• WHAT NEEDS TO BE DONE
Revise the items from the line with "Where can the white baseboard be found here?" down to the line with "[[400, 229], [580, 239]]" by changing "bathroom" to "washroom" and leaving everything else as it is.

==================================================

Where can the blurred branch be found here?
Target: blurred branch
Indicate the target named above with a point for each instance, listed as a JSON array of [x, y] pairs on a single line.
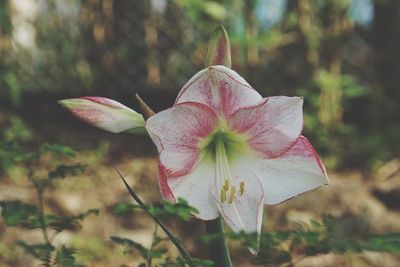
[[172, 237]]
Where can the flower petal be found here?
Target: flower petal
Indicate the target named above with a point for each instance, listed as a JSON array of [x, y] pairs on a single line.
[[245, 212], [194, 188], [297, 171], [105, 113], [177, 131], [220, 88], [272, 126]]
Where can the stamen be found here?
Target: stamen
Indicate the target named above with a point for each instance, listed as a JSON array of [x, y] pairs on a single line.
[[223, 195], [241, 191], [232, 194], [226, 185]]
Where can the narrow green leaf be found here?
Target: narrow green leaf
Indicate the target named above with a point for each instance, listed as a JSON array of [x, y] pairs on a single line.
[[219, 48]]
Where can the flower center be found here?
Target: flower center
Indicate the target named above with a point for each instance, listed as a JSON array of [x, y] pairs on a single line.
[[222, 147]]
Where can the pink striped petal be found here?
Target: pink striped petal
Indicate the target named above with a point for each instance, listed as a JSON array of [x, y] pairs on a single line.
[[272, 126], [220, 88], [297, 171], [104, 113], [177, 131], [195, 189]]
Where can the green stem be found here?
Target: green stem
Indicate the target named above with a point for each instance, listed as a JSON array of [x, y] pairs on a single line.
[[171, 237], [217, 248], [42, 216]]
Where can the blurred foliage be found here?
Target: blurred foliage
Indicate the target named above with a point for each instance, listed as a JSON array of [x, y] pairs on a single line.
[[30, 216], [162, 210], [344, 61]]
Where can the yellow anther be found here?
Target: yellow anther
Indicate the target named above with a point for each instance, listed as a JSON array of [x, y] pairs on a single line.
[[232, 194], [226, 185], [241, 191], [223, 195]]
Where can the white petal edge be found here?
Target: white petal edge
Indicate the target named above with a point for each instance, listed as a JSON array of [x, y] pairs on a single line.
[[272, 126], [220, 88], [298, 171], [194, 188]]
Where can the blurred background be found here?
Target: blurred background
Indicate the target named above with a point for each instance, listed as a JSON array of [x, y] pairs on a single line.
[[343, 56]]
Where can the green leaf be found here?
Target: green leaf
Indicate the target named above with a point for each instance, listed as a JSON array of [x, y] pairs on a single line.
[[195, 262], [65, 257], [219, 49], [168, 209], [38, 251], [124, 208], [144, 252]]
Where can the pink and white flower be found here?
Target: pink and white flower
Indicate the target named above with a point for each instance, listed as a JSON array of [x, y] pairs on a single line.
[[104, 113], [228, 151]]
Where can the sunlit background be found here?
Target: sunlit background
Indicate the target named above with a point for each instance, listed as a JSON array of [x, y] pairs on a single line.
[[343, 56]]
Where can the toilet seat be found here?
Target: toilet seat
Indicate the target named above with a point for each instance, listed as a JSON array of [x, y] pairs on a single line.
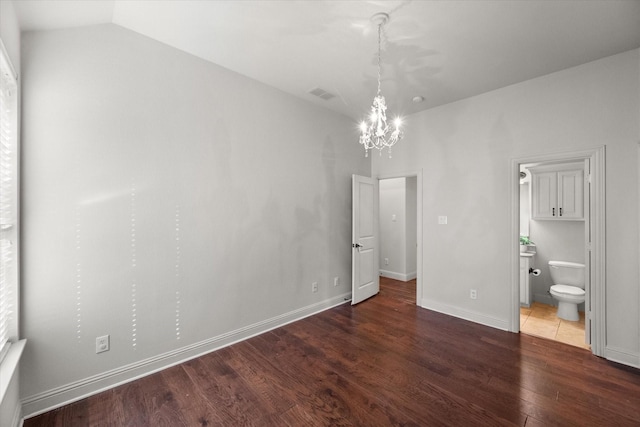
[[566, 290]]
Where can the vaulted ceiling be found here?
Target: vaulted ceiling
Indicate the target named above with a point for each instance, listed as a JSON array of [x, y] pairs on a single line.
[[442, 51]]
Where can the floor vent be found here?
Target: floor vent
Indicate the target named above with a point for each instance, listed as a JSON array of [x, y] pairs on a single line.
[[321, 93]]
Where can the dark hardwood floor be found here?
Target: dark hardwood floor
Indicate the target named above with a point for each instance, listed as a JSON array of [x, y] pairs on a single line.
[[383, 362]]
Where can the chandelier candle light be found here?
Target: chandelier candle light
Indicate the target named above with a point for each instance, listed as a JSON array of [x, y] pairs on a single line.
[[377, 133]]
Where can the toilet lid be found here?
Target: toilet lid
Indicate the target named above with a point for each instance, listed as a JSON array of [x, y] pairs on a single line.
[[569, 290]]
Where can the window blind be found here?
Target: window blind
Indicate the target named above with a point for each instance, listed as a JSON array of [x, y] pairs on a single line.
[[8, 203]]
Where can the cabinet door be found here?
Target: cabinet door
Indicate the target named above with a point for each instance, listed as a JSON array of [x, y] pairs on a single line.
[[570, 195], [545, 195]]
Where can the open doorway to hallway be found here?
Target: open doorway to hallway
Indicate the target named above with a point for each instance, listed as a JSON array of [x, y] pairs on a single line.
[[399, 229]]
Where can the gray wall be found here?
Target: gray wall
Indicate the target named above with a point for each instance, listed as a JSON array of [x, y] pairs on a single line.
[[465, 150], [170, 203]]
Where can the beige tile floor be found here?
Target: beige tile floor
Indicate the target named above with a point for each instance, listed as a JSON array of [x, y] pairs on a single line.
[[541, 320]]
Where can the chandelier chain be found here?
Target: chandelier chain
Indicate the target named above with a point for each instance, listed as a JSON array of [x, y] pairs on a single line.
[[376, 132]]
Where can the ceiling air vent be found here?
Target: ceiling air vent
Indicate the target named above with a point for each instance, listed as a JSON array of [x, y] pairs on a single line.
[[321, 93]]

==================================================

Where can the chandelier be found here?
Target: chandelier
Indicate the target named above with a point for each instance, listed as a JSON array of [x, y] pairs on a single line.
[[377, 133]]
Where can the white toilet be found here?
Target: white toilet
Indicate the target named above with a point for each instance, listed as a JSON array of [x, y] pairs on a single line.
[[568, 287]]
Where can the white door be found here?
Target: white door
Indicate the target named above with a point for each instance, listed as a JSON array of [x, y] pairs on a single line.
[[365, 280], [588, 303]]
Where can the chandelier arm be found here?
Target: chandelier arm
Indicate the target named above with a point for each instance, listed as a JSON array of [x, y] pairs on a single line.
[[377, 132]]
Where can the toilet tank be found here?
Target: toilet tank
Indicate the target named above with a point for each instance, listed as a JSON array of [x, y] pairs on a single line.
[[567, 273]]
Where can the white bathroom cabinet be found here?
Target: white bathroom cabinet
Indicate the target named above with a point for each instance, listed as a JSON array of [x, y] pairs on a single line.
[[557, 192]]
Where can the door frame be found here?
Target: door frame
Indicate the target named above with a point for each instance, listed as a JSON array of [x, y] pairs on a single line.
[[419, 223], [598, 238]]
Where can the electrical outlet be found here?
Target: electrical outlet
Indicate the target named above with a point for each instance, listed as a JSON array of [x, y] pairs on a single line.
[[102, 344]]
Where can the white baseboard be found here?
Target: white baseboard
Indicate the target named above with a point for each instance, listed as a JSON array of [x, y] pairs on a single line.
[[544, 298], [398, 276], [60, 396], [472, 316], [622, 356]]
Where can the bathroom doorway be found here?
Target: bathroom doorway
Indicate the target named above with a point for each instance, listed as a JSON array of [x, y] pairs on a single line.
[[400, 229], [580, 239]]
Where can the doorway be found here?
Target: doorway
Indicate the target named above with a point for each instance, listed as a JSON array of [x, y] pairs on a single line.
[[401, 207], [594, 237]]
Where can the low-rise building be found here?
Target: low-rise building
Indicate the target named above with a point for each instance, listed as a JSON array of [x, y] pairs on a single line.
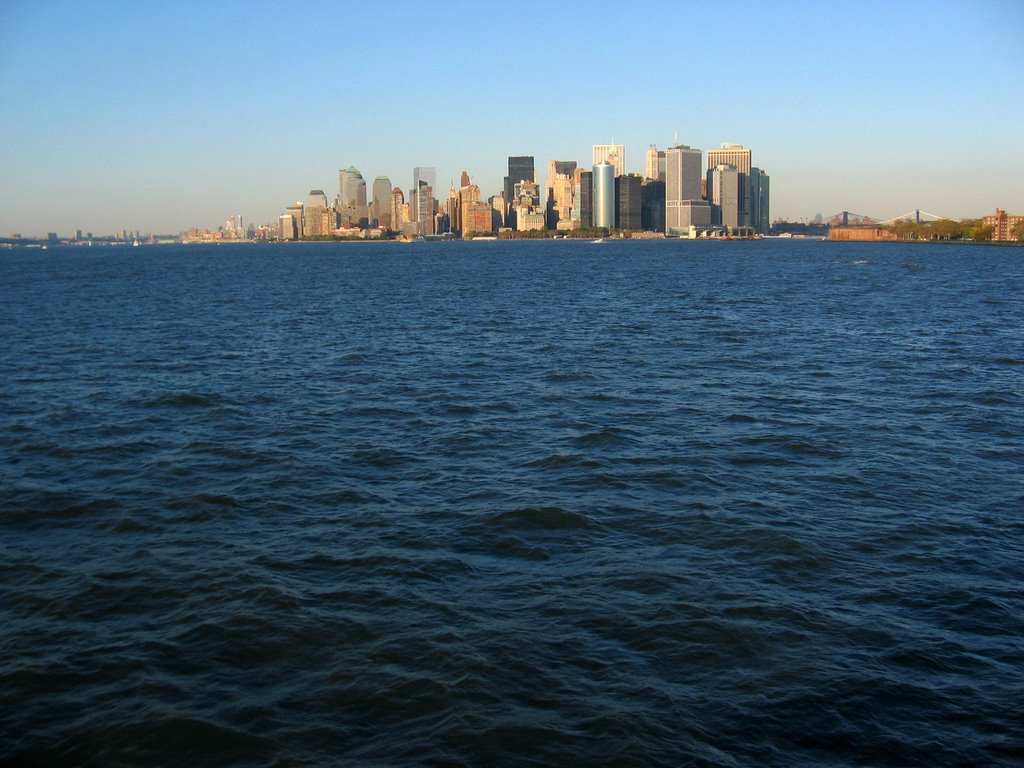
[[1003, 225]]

==================================================

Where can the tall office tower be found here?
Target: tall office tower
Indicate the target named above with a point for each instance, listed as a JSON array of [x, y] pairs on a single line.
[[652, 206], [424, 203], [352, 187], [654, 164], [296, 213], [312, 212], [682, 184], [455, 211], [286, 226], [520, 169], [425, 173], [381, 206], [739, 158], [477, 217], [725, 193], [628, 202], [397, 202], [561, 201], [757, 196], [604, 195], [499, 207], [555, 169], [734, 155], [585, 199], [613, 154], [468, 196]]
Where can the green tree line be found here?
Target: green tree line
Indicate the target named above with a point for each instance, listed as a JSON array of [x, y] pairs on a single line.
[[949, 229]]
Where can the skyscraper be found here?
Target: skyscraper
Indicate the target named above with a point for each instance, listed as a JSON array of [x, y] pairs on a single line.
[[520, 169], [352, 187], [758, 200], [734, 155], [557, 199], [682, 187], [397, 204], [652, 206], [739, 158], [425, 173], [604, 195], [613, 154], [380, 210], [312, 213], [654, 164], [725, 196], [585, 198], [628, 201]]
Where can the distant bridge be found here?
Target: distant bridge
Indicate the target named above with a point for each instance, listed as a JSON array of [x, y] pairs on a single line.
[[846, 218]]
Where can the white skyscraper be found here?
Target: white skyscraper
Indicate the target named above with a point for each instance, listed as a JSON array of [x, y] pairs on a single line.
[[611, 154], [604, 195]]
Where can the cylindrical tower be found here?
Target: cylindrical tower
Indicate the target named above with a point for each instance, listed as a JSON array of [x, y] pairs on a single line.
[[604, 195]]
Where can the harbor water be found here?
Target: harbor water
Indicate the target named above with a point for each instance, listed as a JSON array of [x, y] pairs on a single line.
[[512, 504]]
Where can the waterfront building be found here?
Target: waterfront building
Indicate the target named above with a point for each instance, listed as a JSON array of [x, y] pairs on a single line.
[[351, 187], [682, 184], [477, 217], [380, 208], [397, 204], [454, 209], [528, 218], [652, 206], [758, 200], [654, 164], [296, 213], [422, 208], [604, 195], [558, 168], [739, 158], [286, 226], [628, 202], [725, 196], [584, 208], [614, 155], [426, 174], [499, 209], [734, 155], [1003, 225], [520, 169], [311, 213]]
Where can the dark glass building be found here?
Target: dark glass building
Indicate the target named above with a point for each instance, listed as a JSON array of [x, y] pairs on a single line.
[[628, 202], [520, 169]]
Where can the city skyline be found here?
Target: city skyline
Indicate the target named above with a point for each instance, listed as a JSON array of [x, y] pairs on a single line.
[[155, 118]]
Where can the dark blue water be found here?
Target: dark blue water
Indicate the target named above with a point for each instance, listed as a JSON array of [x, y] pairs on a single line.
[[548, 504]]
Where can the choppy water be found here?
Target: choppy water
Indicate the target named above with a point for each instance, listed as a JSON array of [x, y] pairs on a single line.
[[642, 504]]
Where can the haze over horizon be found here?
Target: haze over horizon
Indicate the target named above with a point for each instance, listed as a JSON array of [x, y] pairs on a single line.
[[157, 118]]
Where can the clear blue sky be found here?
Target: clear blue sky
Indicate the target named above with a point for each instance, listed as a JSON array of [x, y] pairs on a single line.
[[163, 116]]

==================================================

• WORKED SOLUTION
Where can the white baseboard be found here?
Target: white baseboard
Indicate the target named above with a point for each instance, listed as a JSON array of [x, y] pairs on a single line.
[[544, 298], [398, 276], [60, 396], [472, 316], [622, 356]]
Where can the washroom doorway be found here?
Target: washroom doorway
Indicate the target named above with a point for each instance, listed as a JSON array of [x, y] pairs on a single line.
[[400, 229], [580, 239]]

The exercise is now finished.